### Exercise details
Each line below should be restated word for word.

### Material supplied
----

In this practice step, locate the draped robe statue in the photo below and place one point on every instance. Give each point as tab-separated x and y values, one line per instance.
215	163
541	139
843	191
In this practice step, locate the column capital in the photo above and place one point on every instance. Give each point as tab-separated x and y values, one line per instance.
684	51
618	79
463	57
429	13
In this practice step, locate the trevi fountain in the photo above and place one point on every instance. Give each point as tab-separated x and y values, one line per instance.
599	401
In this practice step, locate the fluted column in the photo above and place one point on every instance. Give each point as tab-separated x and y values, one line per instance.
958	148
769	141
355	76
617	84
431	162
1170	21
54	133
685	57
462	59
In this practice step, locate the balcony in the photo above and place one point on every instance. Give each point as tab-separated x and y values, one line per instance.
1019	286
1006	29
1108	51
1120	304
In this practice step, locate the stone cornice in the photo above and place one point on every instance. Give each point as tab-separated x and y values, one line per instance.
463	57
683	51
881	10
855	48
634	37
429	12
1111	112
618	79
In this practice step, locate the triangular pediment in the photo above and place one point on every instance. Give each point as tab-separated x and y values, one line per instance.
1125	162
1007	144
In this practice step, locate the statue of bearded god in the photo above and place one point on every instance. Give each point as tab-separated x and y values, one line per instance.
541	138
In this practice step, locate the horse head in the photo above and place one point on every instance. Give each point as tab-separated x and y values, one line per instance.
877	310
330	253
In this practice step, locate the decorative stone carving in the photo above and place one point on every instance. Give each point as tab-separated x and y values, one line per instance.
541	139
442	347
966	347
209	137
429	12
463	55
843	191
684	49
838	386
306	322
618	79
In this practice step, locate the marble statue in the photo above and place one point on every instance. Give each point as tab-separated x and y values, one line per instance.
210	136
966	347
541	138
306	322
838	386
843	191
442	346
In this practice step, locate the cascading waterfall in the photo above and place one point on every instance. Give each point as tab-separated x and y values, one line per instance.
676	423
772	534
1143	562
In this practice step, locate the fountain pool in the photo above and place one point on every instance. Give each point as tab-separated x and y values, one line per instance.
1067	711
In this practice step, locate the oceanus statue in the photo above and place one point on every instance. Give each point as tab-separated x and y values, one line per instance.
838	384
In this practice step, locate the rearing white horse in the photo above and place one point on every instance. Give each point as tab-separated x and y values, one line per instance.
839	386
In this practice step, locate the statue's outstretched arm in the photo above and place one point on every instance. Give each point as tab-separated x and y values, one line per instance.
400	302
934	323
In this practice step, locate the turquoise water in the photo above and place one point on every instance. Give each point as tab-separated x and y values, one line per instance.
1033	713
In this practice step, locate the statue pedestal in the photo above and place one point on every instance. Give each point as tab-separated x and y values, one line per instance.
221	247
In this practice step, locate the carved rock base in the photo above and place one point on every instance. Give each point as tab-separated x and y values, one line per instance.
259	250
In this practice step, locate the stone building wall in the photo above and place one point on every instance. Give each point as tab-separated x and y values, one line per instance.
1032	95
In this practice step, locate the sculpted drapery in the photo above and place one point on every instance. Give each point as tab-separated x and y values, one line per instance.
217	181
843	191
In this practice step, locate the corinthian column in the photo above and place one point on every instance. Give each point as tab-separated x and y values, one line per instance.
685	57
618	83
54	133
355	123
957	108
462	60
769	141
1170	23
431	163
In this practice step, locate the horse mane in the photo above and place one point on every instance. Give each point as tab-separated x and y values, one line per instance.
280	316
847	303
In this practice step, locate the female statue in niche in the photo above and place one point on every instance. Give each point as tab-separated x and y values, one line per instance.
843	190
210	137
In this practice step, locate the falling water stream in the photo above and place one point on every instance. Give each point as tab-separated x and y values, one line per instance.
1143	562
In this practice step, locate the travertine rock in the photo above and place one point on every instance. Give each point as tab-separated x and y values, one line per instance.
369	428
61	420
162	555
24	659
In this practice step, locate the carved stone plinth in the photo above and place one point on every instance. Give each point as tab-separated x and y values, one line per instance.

----

### Task answer
In this practice step, locate the draped robe statue in the photo below and place one point on every instance. Give each point as tab-separated x and y values, one line per instance.
215	163
541	139
843	191
In this practice step, locate the column capital in the photo above and place one point on every instance. Give each point as tab-separated x and y values, one line per instance.
684	51
618	79
463	57
429	13
In this practice step, locate the trevi fountain in the photo above and place one point on every instance. Give each point as tab-separated x and y values, one line per instance.
599	401
In this practice step, locate the fluted column in the photo above and place one point on every instance. Give each point as tab-separated x and y values, one line per instance.
958	148
769	141
355	76
617	84
431	162
1170	21
54	133
685	57
462	59
In this practice step, locate the balcony in the photo above and place one point on every instance. Give each point as tab-separated x and y values, one line per instance.
1019	286
1006	29
1108	51
1120	304
In this practice step, locate the stone cornice in the photo above and place one point on every instance. Give each point as tab-separated x and y values, one line per instance.
463	57
683	51
881	10
855	48
634	37
429	12
1111	112
618	79
In this practice step, locate the triangular pediment in the photo above and place one point on every instance. Give each point as tab-separated x and y values, one line per instance.
1125	162
1007	144
In this practice step, locate the statue of bearded god in the photo above and place one point on every instance. Give each point as tab-separated x and y values, one line per instance.
541	138
In this practice step, locate the horse head in the photo above and place one point on every instance. Give each point as tab-separated x and y values, one line per instance.
877	310
330	253
In this practice step, locate the decorative stone carving in the photo above and place one point on every instance. Give each point as tab-separated x and y values, one line per instance.
541	139
442	347
966	347
209	137
429	12
463	55
843	191
684	49
838	386
306	322
618	79
In this practice step, locate the marble statue in the photo above and place one point on every instance. Give each point as tab-separated x and y values, one line per instance.
210	136
966	347
541	138
306	322
838	386
843	191
442	346
In this practice step, locate the cascading waterfall in the photo above and place one point on every instance. Give each point as tab-separated x and y values, one line per instance.
676	423
772	534
1143	562
In this practice step, locate the fountain pool in the photo above and place one point on every instance. Give each point as tab-separated x and y values, one line per instance.
1067	711
In this practice step, locate the oceanus statue in the photo above and place one point on every instance. Give each point as tab-separated x and y values, one line per instance.
838	384
In this practice step, locate the rearing white horse in the photo above and place one point on every instance. Give each point as tab-separated x and y values, one line per instance.
839	386
In this practice step, locate the statue's outstretched arm in the photo above and place one point on every instance. Give each point as tab-separated x and y values, one line per instance.
400	302
934	323
In this practice step, locate the turquoise water in the photo above and place one point on every instance. Give each point as tab-separated x and y values, one line per instance.
1033	713
In this practice step, locate the statue pedestal in the photo above and place one point on every instance. Give each point as tab-separated x and y values, one line per instance.
221	247
In this practice step, locate the carved rock base in the photo above and place one point on every instance. Give each point as tab-separated x and y values, one line per instance.
259	250
In this practice step, locate the stone building wall in the photo above and place one point on every instance. Give each point as tab-separated x and y values, one line per instance.
1032	95
In this practice step, locate the sculpted drapery in the photo above and place one point on every instance. Give each point as tab-separated x and y values, one line per instance.
217	181
843	191
In this practice step, locate the corinthian column in the photo above and place one point on every instance. Give each point as tab-separated x and y values, one line per instance.
685	57
618	83
54	133
355	123
957	108
462	60
769	141
1170	23
431	163
In this practice step, locate the horse mane in the photo above and place one point on every instance. Give each point as tab-separated x and y values, one line per instance.
280	316
847	303
In this practice step, locate the female statue in niche in the photo above and place one point on every instance. Give each point as tab-separated x and y values, one line per instance.
843	190
210	137
In this practice step, locate the falling water stream in the photo above and place one point on every instance. Give each point as tab-separated x and y values, one line per instance.
1143	562
In this practice step, locate the travertine rock in the photo above and place one point on every instance. Give each point as tab-separated x and y values, one line per instance.
369	428
61	420
162	555
24	659
In this practice step, locate the carved stone plinth in the photo above and place one point on every instance. Give each point as tab-separated x and y values, one line per instance.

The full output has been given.